*Work instructions:* Copy the stretch of the listing from the line containing "man in dark" through the end of the listing, including both the first and last lines, without changing anything.

━━━━━━━━━━━━━━━━━━━━

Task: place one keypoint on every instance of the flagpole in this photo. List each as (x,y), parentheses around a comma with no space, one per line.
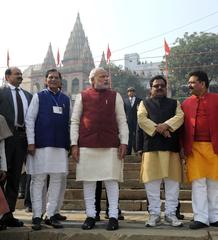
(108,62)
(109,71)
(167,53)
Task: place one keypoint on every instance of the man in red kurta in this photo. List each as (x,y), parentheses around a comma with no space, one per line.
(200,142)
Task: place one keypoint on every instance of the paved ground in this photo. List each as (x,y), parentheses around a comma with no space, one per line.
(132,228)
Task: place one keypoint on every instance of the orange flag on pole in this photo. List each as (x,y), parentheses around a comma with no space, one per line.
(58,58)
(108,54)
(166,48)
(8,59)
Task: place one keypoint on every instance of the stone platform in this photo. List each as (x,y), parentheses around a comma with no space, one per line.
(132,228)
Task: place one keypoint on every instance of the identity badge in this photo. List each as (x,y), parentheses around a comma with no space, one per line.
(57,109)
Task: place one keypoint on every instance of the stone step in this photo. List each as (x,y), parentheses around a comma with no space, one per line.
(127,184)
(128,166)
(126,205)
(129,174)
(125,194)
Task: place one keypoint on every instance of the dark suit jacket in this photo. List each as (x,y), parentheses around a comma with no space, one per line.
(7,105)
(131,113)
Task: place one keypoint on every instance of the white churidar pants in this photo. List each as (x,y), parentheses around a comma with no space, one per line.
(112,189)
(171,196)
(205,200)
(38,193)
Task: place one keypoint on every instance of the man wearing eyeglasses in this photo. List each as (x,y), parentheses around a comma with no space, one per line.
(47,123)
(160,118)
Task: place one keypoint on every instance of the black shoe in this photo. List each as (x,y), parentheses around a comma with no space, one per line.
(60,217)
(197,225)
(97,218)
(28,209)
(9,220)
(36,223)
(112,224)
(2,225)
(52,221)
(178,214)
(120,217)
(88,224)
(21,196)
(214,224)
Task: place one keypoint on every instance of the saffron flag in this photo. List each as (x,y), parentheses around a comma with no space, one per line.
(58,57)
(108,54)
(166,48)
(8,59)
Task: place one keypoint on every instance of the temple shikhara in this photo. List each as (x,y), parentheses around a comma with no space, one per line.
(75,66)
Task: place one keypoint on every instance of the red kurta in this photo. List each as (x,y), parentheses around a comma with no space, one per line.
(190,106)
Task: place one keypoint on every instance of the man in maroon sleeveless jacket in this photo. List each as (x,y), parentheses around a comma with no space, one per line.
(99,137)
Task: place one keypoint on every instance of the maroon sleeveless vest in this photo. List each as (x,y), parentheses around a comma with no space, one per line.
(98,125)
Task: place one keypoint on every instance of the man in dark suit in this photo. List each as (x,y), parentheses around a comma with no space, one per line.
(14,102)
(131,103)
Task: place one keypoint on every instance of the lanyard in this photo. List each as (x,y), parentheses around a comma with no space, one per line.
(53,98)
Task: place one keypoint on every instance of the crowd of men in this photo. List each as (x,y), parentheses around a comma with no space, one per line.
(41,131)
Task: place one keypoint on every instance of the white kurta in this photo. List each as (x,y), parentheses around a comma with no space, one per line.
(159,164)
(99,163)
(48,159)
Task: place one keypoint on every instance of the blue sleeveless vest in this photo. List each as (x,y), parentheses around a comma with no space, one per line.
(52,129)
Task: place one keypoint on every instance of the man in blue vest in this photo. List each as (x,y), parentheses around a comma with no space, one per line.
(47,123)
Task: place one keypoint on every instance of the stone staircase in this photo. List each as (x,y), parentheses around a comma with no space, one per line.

━━━━━━━━━━━━━━━━━━━━

*Result of this exercise:*
Task: place one keypoint on every instance of the man in dark suit in this photo. List each as (x,y), parentheses around a comma with no space, one per line.
(14,102)
(131,103)
Task: place one keypoint on every instance of the lanyard in this photo. List each as (x,y), parentheses around a comma with no space, one per line.
(53,98)
Task: place one keypoint on every instance of the crowd of men in this photo. List each as (x,y), parentheses around a comma with no space, one per line.
(41,131)
Task: place one keypoint on every instance of the white kurta in this photo. List each as (x,y), parentheses around a comma with no space, one per line.
(159,164)
(99,163)
(48,159)
Task: place one keypoint on every instance of the blue sleeveless vest in this photo. List each as (x,y), parentheses around a comma with no space, one per line.
(52,129)
Task: place one keypoint on every instance of the man in blue vest in this photo. List each as (x,y), parentheses around a comma with no space, one per line.
(47,123)
Task: place one keypoint on every instance of the stone staircase in this photo. List each as (x,y), parentheses around a comma with no space, one per line.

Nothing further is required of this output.